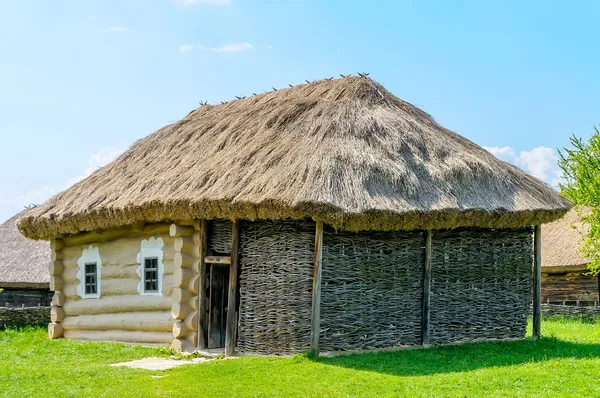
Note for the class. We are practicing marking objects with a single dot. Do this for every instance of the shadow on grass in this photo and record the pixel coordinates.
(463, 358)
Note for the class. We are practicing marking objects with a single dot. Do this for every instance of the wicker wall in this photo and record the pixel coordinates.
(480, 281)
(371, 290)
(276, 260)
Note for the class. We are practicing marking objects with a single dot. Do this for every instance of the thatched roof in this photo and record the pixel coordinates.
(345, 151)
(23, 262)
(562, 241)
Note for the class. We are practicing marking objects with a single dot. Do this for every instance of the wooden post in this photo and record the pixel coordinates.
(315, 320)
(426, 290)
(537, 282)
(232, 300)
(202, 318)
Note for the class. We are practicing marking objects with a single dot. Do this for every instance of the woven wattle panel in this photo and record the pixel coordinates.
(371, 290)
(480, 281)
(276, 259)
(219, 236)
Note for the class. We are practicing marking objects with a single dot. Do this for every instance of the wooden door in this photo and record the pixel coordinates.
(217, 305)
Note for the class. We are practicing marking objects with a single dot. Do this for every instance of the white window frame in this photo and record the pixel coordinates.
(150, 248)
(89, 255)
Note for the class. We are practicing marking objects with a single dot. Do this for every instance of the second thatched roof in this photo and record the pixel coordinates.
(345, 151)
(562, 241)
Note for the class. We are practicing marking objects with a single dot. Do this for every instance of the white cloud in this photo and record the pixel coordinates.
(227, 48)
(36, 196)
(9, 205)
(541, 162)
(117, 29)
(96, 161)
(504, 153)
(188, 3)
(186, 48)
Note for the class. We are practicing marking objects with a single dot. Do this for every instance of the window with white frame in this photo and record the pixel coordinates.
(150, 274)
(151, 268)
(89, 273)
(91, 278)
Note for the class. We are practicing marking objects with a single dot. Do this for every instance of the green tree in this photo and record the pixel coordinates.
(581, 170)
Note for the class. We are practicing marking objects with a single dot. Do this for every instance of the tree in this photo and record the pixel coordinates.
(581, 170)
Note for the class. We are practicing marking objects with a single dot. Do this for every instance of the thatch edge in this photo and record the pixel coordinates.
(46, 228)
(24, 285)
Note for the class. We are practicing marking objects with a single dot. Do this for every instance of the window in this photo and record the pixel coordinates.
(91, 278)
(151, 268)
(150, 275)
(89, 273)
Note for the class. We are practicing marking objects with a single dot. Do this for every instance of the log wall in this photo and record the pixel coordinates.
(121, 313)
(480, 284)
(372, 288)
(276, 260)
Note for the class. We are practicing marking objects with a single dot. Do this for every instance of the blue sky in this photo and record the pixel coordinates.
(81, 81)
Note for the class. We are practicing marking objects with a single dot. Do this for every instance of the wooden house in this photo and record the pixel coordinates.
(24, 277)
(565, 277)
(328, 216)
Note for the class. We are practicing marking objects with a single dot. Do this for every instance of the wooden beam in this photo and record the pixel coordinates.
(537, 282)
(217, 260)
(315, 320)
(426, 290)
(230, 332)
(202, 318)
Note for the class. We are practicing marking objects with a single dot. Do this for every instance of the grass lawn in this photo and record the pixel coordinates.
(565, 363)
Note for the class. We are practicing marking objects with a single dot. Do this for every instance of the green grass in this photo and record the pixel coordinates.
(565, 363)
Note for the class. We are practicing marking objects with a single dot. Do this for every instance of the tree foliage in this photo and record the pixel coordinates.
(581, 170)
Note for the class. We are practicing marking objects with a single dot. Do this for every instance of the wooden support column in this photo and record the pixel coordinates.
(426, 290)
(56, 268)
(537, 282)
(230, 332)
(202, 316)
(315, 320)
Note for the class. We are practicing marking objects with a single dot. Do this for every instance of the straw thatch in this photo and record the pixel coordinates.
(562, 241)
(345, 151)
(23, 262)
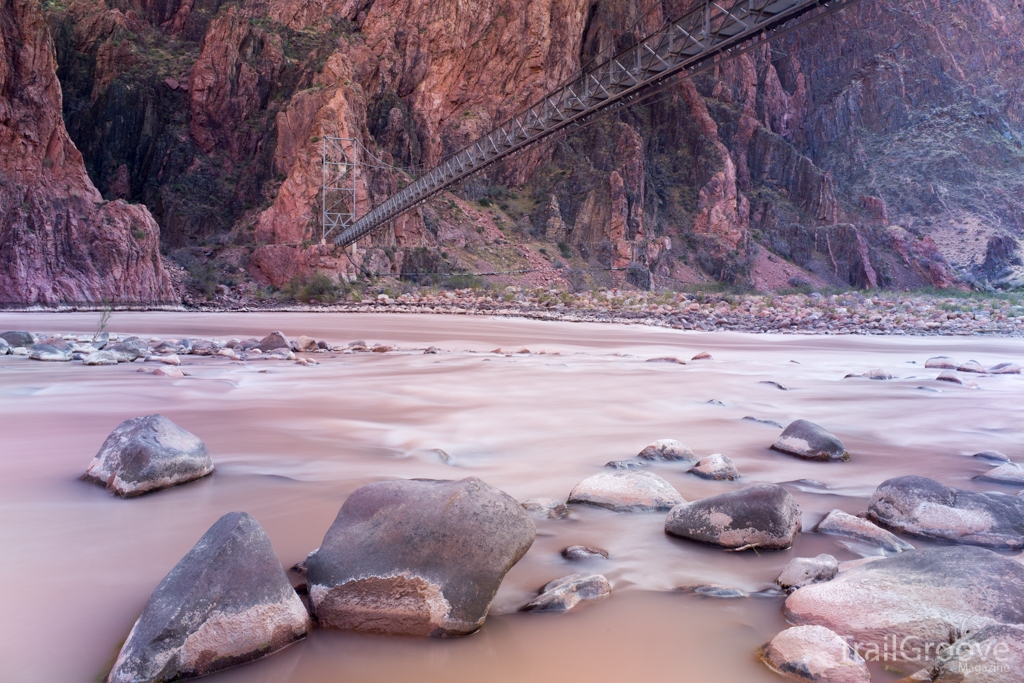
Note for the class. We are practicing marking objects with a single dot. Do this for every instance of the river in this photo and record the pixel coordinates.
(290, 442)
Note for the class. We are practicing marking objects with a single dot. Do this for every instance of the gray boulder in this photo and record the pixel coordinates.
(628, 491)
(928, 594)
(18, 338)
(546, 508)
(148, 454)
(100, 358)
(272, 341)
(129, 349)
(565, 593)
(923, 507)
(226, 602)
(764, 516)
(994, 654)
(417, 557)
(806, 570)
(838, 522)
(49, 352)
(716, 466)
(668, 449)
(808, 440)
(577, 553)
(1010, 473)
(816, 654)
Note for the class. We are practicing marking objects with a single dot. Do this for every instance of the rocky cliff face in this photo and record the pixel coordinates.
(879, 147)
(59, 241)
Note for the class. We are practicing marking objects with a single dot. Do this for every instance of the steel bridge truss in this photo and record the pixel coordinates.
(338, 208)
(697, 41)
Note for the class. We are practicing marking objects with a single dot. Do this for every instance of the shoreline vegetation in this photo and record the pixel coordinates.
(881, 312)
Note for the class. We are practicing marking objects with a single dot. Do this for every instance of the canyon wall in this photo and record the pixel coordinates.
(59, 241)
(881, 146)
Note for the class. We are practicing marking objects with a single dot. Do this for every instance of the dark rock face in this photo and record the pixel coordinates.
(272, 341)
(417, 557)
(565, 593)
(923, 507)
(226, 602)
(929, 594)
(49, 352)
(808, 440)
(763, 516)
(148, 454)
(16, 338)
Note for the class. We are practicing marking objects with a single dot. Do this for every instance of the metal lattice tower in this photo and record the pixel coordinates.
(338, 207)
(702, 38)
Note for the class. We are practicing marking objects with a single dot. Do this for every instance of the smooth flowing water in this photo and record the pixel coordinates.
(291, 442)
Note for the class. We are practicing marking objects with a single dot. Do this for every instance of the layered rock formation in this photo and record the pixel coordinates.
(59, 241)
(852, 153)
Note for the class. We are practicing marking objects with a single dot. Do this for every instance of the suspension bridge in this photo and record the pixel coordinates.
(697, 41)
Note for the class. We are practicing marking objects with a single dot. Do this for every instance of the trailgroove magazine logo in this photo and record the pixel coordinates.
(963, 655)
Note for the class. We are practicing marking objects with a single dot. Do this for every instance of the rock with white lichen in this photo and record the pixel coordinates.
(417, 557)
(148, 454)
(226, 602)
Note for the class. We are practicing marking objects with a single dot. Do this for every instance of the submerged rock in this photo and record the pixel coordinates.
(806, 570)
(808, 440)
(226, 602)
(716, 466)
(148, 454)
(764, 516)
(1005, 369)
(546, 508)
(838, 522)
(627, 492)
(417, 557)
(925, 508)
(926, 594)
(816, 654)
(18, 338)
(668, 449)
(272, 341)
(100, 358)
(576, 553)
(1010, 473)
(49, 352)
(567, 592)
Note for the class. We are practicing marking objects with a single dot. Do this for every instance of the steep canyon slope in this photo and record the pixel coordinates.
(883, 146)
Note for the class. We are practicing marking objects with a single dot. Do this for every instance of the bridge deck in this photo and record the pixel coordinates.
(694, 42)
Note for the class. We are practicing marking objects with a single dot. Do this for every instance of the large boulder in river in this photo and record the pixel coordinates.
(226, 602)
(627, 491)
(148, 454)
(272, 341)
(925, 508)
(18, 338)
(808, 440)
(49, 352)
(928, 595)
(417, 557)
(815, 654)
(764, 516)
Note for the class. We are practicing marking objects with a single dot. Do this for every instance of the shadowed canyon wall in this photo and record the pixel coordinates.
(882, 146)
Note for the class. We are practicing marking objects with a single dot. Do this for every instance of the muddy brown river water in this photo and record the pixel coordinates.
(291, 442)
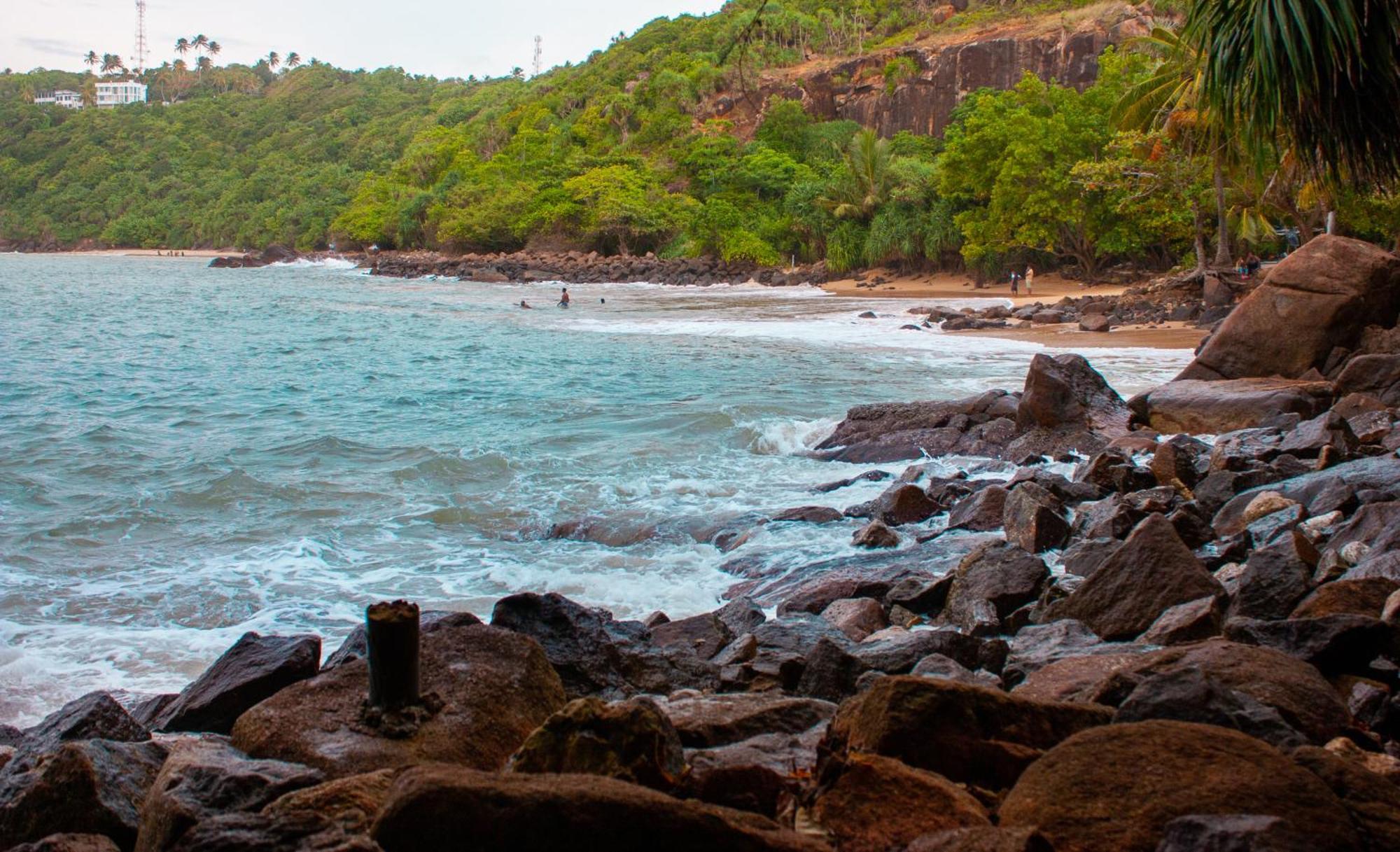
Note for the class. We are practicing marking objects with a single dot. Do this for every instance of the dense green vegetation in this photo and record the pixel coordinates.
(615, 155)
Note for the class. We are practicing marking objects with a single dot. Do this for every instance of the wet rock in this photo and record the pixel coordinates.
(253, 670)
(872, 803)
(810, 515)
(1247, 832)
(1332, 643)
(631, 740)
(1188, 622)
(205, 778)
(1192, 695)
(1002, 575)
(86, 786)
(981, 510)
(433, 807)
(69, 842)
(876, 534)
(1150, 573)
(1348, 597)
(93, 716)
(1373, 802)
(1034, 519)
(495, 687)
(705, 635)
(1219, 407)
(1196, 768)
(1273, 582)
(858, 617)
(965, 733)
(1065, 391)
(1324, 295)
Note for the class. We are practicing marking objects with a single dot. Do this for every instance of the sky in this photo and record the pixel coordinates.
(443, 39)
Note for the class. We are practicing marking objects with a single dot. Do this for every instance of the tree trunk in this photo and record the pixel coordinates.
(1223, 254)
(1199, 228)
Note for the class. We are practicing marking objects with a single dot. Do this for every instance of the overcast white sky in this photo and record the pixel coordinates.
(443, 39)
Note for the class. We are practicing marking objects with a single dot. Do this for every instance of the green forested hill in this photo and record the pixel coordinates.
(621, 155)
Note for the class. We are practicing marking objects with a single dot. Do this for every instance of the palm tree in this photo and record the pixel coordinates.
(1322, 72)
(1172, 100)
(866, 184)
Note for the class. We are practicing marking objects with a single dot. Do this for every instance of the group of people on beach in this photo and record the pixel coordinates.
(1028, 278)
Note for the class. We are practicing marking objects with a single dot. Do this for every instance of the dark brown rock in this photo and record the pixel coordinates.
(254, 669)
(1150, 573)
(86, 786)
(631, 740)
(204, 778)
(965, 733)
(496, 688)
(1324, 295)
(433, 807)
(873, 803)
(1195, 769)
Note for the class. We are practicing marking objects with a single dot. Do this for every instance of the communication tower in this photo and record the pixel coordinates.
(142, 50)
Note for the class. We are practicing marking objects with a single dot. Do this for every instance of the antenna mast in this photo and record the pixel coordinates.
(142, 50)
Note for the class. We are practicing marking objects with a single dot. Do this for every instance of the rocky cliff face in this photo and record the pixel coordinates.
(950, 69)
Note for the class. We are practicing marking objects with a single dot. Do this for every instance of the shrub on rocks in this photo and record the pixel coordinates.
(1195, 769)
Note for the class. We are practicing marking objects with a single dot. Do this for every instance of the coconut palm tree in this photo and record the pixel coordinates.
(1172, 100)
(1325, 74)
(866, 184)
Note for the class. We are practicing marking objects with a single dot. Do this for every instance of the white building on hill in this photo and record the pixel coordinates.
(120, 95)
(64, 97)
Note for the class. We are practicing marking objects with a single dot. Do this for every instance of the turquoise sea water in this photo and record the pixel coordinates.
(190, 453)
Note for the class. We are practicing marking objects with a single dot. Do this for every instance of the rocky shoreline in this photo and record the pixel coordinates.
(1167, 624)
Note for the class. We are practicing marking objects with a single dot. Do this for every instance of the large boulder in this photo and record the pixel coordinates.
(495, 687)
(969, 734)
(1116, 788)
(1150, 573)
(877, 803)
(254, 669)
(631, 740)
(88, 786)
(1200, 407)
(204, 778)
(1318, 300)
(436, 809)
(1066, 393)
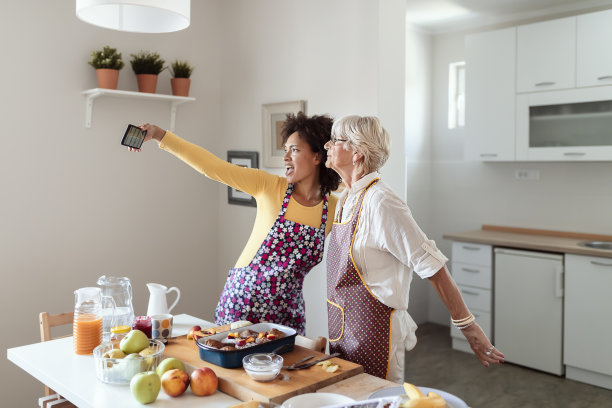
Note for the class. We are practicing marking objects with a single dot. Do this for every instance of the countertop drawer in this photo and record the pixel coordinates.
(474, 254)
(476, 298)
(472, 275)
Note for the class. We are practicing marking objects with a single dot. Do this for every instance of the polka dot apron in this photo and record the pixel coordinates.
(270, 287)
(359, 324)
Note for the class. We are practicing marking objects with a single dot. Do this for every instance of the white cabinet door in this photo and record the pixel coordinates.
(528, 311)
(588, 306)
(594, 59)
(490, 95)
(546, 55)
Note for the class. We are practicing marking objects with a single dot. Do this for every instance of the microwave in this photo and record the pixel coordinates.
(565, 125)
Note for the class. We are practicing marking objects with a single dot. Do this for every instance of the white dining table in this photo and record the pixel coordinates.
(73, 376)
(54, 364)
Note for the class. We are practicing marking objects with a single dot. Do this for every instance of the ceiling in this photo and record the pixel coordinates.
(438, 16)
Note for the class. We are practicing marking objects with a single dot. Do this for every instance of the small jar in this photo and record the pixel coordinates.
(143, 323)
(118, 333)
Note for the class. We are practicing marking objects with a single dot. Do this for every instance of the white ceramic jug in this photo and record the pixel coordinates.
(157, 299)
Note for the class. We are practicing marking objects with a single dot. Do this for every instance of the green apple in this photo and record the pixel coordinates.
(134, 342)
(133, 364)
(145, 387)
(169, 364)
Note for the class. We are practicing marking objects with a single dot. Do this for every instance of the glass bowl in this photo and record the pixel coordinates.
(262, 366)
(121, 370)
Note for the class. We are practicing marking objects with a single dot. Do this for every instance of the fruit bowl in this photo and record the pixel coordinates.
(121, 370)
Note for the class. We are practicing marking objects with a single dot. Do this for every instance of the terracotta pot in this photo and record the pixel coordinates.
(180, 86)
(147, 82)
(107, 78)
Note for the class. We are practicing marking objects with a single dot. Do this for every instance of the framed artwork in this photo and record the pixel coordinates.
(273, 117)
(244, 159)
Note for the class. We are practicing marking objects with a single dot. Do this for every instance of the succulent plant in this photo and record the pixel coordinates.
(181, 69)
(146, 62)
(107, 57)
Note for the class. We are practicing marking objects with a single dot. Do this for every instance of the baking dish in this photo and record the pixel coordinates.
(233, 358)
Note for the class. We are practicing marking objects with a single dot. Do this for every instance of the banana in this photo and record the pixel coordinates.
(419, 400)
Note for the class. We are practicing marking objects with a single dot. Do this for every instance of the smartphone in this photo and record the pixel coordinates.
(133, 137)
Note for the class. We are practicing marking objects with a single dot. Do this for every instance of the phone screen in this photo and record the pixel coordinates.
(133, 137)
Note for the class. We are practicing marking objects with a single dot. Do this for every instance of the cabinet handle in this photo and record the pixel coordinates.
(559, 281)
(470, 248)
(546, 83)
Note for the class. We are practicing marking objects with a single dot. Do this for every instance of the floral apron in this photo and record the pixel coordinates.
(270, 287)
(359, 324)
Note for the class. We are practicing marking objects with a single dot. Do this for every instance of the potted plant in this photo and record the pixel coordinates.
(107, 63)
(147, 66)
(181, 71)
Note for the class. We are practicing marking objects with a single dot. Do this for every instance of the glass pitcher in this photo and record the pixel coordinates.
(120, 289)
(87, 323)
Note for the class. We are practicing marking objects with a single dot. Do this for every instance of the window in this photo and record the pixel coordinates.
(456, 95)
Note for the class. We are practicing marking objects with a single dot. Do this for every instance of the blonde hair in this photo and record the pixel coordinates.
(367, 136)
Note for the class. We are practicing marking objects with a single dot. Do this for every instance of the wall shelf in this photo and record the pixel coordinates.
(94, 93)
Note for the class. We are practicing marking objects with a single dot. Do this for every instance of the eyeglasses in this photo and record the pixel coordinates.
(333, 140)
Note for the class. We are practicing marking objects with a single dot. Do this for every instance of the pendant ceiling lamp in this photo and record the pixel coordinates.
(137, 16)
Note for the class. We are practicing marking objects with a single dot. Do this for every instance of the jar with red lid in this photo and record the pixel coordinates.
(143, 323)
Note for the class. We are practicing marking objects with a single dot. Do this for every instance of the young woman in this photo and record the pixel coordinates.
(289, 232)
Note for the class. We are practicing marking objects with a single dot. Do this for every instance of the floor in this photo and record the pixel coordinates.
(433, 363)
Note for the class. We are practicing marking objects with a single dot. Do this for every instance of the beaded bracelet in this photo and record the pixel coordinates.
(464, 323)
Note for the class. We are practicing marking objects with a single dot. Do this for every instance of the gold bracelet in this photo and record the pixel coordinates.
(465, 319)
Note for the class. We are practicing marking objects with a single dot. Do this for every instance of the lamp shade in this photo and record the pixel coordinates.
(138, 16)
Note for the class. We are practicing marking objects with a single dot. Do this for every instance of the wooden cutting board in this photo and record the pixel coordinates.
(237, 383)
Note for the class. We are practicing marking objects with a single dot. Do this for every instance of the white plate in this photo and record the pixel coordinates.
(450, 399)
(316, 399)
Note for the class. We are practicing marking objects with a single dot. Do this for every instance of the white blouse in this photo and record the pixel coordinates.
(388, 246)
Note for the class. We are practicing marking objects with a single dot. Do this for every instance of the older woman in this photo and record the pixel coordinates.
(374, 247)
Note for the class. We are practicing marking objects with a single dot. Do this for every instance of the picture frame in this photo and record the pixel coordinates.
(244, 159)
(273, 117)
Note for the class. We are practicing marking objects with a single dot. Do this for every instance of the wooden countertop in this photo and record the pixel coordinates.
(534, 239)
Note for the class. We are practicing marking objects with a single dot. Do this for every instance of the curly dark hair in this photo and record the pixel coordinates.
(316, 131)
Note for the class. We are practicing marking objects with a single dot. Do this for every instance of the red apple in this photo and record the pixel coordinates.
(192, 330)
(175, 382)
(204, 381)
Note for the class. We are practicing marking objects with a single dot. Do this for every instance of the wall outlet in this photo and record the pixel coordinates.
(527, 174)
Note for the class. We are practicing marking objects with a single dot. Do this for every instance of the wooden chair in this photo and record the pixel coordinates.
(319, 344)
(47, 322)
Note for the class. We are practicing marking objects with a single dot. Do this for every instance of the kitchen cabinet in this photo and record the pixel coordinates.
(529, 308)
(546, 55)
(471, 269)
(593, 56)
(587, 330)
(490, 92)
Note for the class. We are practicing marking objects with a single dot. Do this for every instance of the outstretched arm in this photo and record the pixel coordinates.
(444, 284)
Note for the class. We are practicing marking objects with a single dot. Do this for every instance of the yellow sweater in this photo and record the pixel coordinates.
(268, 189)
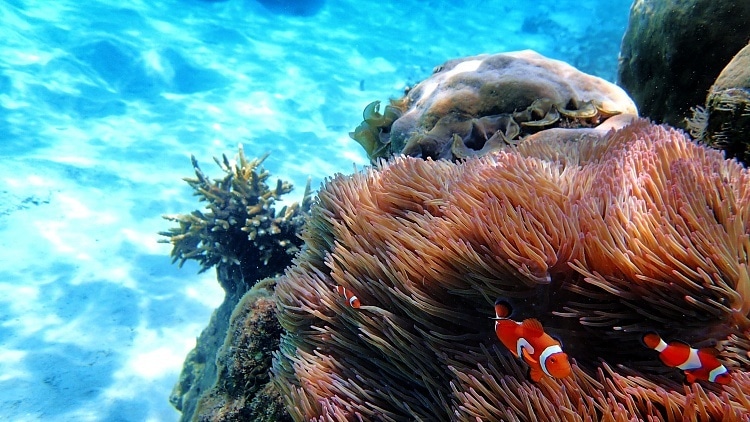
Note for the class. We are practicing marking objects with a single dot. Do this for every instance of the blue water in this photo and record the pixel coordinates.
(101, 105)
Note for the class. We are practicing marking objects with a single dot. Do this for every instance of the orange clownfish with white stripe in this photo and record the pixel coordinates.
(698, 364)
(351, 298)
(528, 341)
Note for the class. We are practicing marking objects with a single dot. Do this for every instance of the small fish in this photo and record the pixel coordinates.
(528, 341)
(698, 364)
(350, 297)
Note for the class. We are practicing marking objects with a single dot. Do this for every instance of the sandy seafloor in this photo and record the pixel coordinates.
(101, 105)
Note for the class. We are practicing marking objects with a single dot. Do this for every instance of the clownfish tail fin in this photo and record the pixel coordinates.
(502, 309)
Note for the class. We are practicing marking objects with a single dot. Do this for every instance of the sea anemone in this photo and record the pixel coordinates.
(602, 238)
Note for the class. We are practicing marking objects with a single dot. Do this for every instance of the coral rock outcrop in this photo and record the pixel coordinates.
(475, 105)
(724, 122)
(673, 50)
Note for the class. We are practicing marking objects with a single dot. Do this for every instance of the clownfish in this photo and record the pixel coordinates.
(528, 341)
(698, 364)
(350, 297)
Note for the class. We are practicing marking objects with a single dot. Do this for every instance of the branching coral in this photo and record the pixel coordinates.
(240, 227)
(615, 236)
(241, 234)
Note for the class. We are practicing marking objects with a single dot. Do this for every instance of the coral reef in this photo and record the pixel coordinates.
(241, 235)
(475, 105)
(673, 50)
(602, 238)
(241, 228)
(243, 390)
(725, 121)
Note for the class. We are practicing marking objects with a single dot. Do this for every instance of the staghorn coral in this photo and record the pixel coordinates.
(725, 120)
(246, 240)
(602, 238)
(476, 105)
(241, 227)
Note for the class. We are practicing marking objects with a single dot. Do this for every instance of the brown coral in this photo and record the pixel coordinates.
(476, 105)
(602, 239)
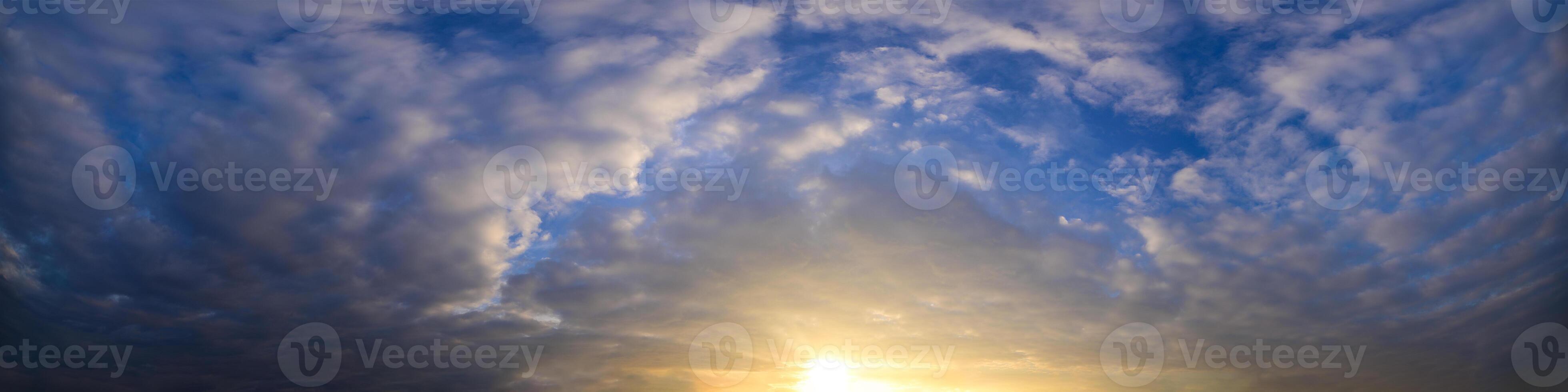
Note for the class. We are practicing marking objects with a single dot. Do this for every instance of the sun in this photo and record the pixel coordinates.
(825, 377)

→ Written exercise
Your task is to set down exactly the lines that run from the line holding "the sea anemone" through the close of the entries, including both ends. Pictures stay out.

→ Task output
Note for the class. We are practicing marking objects with a single dot. Do this for every instance of the sea anemone in this photo and record the pixel coordinates.
(602, 238)
Note for the class. We are practicing marking objects with a single dot. Do this for every instance of the coral rock outcrop in this photo and record the pixel coordinates.
(475, 105)
(724, 122)
(673, 50)
Note for the class. We are practicing marking objects with a single dot. Do this for every instance of the clownfish in this photo and record the pixel coordinates.
(528, 341)
(698, 364)
(350, 297)
Note for the class. We are practicing marking objects with a single dot. Do this for every instance of the branching coral in this photo and record the pixel coordinates.
(240, 227)
(615, 236)
(241, 234)
Note for the class. We are practicing marking objects with a single dot. Do this for every instance of the coral reef in this photo and record the pixel coordinates.
(241, 235)
(475, 105)
(673, 50)
(602, 238)
(241, 228)
(243, 390)
(725, 121)
Note for the class. We are practicing marking objects with a single dot. Do this for every instance of the staghorn coral in this photo and record the pixel coordinates.
(725, 120)
(246, 240)
(602, 238)
(476, 105)
(241, 227)
Note for the class. We are practicing marking objects with a single dot. Do this for every instance of the brown coral in this photo and record the pixel coordinates.
(476, 105)
(602, 239)
Note for the class. We are practicing marking objects with a single dot. Do this for every instance of the sun in this photo and record the pixel coordinates.
(825, 377)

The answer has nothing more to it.